━━━ PASSAGE

What’s more, because Chinese manufacturers are better known for making cheap products than for green, technologically advanced ones, many visitors were clearly skeptical about BYD’s quality. A few visitors seemed determined to expose shortcomings. Zhou showed me where one person had manhandled and broken one of the cars’ rear windshield wipers. Another had opened and slammed a door of the F0 sedan over and over, perhaps testing its strength. “I can understand the reason, but so many times?!” Zhou asked. “Maybe ten is okay, but 20?”

Two men originally from Hong Kong who had driven down from Toronto, snickered just out of Zhou’s earshot as they ran their hands across the interior and rapped their knuckles against the dashboard and console.

“Every car company starts off crappy,” one of them, Patrick Lui, commented. (Indeed. Hyundai, once dismissed for the same reasons, won top honors this year, with its Genesis luxury sedan named the show’s car of the year.) But Lui conceded that BYD has already made demonstrable progress: “In a year’s time, they’ve made amazing strides. Last year, it was like a plastic model glued together.”

“They just have to come up with their own style instead of copying from everybody else,” said Lui’s friend, Andy Lee.

“They are the first company to introduce a fully electric car,” Liu pointed out. “We’ll see how that goes, see if it doesn’t burn up, burst into flames.”

Cars are still quite a luxury for many in China, where the car ownership rate, while booming, is just 40 per 1,000, about one-tenth America’s rate. “In China, if you can switch from a two-wheel motorcycle to a four-wheel car, you’re doing pretty good,” Lui observed. “That’ll get you the chicks.” But to succeed in the U.S. market, Chinese companies will need to cater to the concerns of Americans, who view the style and quality of their cars as a reflection of their tastes and values.

Zhou, for one, seems confident. “Now, our batteries are the best,” he said. “As the next step, we will make everything else perfect.”

━━━━━━
━━━ RAW DATA

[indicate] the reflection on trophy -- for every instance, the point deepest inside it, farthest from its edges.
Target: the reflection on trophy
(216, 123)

━━━━━━

**YOUR TASK:** Output the BYD passage word for word, from "What’s more, because" to "dashboard and console.".

**ANSWER BOX:**
What’s more, because Chinese manufacturers are better known for making cheap products than for green, technologically advanced ones, many visitors were clearly skeptical about BYD’s quality. A few visitors seemed determined to expose shortcomings. Zhou showed me where one person had manhandled and broken one of the cars’ rear windshield wipers. Another had opened and slammed a door of the F0 sedan over and over, perhaps testing its strength. “I can understand the reason, but so many times?!” Zhou asked. “Maybe ten is okay, but 20?”

Two men originally from Hong Kong who had driven down from Toronto, snickered just out of Zhou’s earshot as they ran their hands across the interior and rapped their knuckles against the dashboard and console.